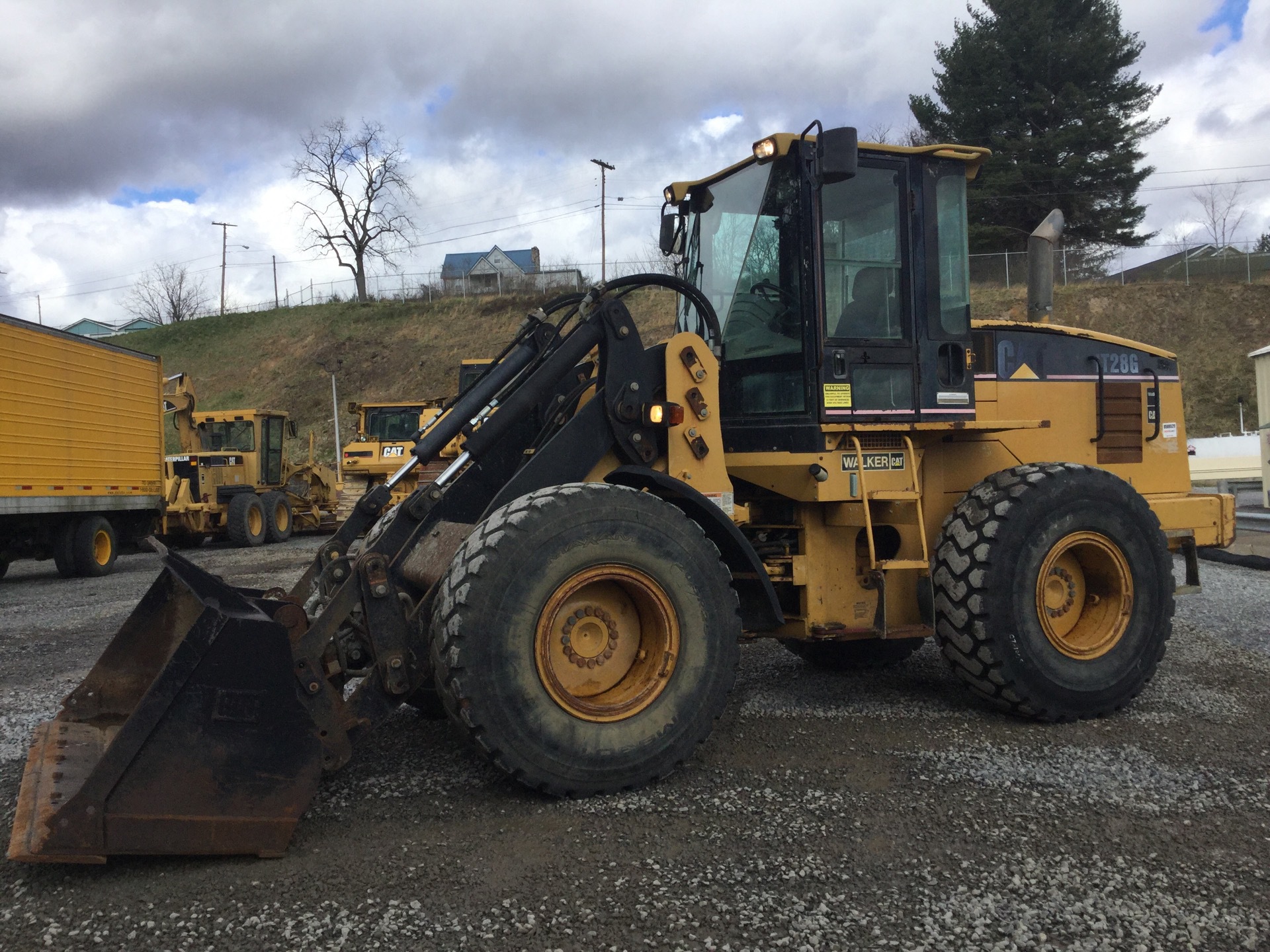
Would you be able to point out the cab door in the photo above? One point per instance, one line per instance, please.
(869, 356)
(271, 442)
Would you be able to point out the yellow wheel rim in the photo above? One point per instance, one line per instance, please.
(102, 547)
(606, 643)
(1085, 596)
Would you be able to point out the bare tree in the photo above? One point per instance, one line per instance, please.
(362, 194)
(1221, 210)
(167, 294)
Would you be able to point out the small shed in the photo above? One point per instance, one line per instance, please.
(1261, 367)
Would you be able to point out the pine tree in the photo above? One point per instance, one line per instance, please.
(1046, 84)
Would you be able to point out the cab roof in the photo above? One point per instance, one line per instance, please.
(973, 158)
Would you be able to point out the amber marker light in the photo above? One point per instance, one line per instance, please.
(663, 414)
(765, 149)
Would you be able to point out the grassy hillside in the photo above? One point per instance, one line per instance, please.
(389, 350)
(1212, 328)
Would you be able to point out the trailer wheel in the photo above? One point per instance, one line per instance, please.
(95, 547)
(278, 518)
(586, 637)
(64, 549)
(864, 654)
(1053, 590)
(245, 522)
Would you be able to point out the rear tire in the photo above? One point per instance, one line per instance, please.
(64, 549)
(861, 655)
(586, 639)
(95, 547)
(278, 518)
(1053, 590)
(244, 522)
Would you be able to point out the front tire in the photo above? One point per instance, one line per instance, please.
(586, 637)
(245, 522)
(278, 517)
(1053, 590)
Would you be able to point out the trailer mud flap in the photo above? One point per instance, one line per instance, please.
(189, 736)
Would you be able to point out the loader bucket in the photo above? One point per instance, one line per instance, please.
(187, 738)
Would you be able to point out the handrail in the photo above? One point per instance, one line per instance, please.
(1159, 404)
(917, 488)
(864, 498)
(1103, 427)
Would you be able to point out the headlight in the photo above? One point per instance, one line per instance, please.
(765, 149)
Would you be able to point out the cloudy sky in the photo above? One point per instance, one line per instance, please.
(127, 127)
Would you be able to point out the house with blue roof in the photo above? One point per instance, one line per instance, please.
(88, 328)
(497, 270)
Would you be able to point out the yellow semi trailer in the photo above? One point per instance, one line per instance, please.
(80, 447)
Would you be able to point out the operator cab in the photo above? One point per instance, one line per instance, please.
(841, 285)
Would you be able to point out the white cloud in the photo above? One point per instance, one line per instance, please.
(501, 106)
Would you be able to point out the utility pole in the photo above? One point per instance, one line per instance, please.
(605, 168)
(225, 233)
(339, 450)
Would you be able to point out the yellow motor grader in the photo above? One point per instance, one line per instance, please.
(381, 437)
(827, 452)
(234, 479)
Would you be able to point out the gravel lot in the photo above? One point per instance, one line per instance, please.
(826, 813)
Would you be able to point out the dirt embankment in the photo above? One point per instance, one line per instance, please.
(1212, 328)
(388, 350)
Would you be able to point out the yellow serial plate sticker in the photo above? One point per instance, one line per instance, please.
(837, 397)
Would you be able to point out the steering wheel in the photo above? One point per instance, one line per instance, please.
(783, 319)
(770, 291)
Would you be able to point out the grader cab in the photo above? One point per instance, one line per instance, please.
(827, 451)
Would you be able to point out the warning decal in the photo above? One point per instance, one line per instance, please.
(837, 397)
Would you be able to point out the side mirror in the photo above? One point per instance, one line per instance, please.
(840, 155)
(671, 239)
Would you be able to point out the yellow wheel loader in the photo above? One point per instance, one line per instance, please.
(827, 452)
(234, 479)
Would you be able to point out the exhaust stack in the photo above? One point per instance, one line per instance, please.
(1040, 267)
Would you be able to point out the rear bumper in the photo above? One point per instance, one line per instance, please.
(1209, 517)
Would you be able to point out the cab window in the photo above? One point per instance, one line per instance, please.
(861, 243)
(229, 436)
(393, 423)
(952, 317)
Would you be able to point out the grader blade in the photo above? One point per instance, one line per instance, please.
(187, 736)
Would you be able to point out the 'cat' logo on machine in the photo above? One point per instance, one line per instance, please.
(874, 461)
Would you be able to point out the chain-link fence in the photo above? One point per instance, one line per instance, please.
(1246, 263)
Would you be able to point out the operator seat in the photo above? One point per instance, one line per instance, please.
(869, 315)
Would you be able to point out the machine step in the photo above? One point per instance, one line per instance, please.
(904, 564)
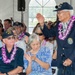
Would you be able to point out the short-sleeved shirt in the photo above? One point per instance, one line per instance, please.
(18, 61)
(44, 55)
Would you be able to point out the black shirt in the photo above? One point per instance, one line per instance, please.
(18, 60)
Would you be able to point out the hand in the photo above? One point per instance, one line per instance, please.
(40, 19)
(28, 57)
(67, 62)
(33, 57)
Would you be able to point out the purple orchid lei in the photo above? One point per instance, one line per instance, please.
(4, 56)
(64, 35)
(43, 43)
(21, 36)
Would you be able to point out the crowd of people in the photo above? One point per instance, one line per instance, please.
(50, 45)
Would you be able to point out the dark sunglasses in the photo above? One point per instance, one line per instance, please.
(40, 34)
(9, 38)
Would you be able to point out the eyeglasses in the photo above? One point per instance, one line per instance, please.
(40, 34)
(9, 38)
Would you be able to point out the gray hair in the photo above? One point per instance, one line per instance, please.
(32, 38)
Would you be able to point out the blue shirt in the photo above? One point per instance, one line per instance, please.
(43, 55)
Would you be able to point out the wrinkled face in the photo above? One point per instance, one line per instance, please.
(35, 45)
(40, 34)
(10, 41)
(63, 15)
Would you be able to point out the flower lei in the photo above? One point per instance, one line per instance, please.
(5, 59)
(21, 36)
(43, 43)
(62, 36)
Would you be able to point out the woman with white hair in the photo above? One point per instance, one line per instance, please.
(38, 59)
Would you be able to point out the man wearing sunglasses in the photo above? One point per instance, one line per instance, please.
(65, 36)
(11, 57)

◆ ◆ ◆ ◆

Work instructions |
Please give the entries above as a two-column CSV with the header row input,output. Make one row for each "Would you be able to point out" line, with that line in input and its coordinates in output, each in one quoted field with line breaks turned into spaces and the pictures left out.

Result of this exercise |
input,output
"Would you be able to point out the cab door in the photo above? One point per instance, one line per instance, please.","(869, 356) (271, 442)"
"Would you be able to point out the yellow wheel rim in the photo above? One point per instance, one line per instance, please.","(102, 547) (606, 643) (1085, 596)"
"Would you be able to point out the bare tree in the photo above? One point per instance, one line per instance, please.","(362, 194) (1221, 210) (167, 294)"
"Would you be able to point out the small shed in the photo above? One point per instance, one line per instance, please.","(1261, 367)"
"Would you be able to point out the pine tree in the photo above? One point per instance, one line per instance, please.","(1046, 84)"
"Would you be able to point out the cab roof in the photo above? One point per instance, one line per instance, please.","(973, 158)"
"Would you be able to point out the amber marker light in the photo above? One point per instance, one line per instance, please.","(663, 414) (765, 149)"
"Would you be able to point out the grassy hillside in the photo above? One point per instance, one line per instance, please.","(389, 350) (1212, 328)"
"Would you be able to point out the trailer wheel in the photo above? One point per instance, one line per instance, please.","(95, 547) (278, 518) (586, 637) (64, 549) (864, 654) (1053, 590) (245, 522)"
"Would you be able to point out the rear tire in the photo above? One point per instance, one line per instance, please.","(64, 549) (861, 655) (586, 639) (95, 547) (278, 518) (1053, 590) (244, 522)"
"Would you be able to point out the front tire in the photo above? One point per instance, one line per instance, please.","(586, 637) (245, 522) (278, 517) (1053, 590)"
"Would you be able to point out the trailer mud flap in the photo above? One point per instance, one line per instance, please.","(189, 736)"
"Would you be able to point out the loader bucket in the photo above? One point per instance, one line per instance, please.","(187, 738)"
"Would you be able to point out the handrail in the photo above? One point per instance, one line per instance, please.","(1159, 404) (917, 488) (864, 498) (1103, 427)"
"Would you be able to point out the headlight in the photo above? One point per instance, one line per instance, please.","(765, 149)"
"Would you be able to point out the cloudy sky in the photo above? One point per instance, one line per instance, please.","(127, 127)"
"Would you be able to point out the house with blue roof in the photo above? One point per instance, one line per instance, please.","(88, 328) (497, 270)"
"Would you be able to point out the yellow semi trailer in the photo above? One point per instance, one line per instance, please.","(80, 447)"
"Would you be able to point out the operator cab in the photo above? One point per instance, one line per instance, please.","(841, 285)"
"Would you be able to point out the white cloud in the photo above? One point per instance, one line per instance, please.","(501, 106)"
"Would you be able to point out the utility pole in the photo above? One point per instance, one line per instance, please.","(605, 168) (225, 233) (339, 450)"
"Would you be able to point out the yellow motor grader in the photo above? One point per instance, one line per instance, please.","(381, 437) (827, 452) (234, 479)"
"Would you be able to point out the gravel lot in the photo above? One point per instance, one line per instance, please.","(826, 813)"
"Would you be able to point out the dirt embankment in the photo above? One point per instance, one line per instance, please.","(1212, 328) (388, 350)"
"Would you be able to point out the yellow serial plate sticker in the photo above? One point per instance, one line per instance, please.","(837, 397)"
"Would you be able to point out the steering wheel in the photo above? One point per instance, one line per instance, please.","(783, 319) (770, 291)"
"Would you be able to point out the grader cab in the photo above? One point per instance, one line per instance, please.","(827, 451)"
"Would you be able to point out the warning decal in the photo above? One point per instance, one line per instance, please.","(837, 397)"
"Would you be able to point out the side mirror in the photo above? One point per instance, one line per instance, please.","(840, 155) (671, 239)"
"Would you be able to point out the yellow wheel loader in the photo above? One point per instance, one line per instance, please.","(827, 452) (234, 479)"
"Would you be able to point out the exhaust stack in the photo above? One point per instance, one line per instance, please.","(1040, 267)"
"Would you be able to point out the rear bumper in the photo above? One point per instance, one line per instance, please.","(1209, 517)"
"Would you be able to point out the cab window in the photo above? One point per instance, one line per instance, please.","(861, 243) (229, 436) (393, 423) (952, 317)"
"Would you be able to point out the grader blade in the photo above? One point per instance, one line per instance, please.","(187, 736)"
"Would you be able to point out the 'cat' logo on machine in the photo above? One point per instance, one line per instance, please.","(874, 461)"
"Would you be able to point out the chain-link fence in the photo above? One point per instance, one line per instance, please.","(1246, 263)"
"Would you be able to point out the operator seat in the photo above? One point per instance, one line per instance, please.","(869, 315)"
"Would you be able to point out the machine step in the photo above? One point per instance, one line per instance, please.","(904, 564)"
"Would you be able to point out the short-sleeved shirt in the photo above? One point per instance, one line per instance, please.","(18, 61) (44, 55)"
"Would you be able to point out the black shirt in the photo above? One point per instance, one line per instance, please.","(18, 60)"
"Would you be able to point out the hand in the photo above? One point per instance, one line per instance, please.","(40, 19) (28, 57) (67, 62) (33, 57)"
"Would you be able to point out the purple orchid lei in the photo above? One point per instance, one line per instance, please.","(4, 56) (64, 35) (43, 43) (21, 36)"
"Would you be able to point out the crowd of people in the photo above? One point per instance, one line per instance, please.","(50, 45)"
"Would you be able to point out the dark sunglasses in the photo above? One point per instance, one line per instance, please.","(40, 34) (9, 38)"
"Would you be able to point out the eyeglasses in the photo above? One point per instance, one line per instance, please.","(40, 34) (9, 38)"
"Would you be able to point out the gray hair in the photo above? One point per instance, one line per instance, please.","(32, 38)"
"Would you be able to point out the blue shirt in the photo above? One point per instance, one line per instance, please.","(43, 55)"
"Would you be able to point out the wrinkled face in the photo above? One point per instance, one line per instance, please.","(35, 45) (40, 34) (10, 41) (63, 15)"
"Would you be able to point out the flower lei in the photo above? One point per instance, one line per instance, please.","(5, 59) (21, 36) (43, 43) (62, 36)"
"Would you be able to point out the woman with white hair in the photo above? One point per instance, one line per instance, please.","(38, 59)"
"Would you be able to point out the man wearing sunglasses in the photo above? One point per instance, one line per instance, please.","(65, 36) (11, 57)"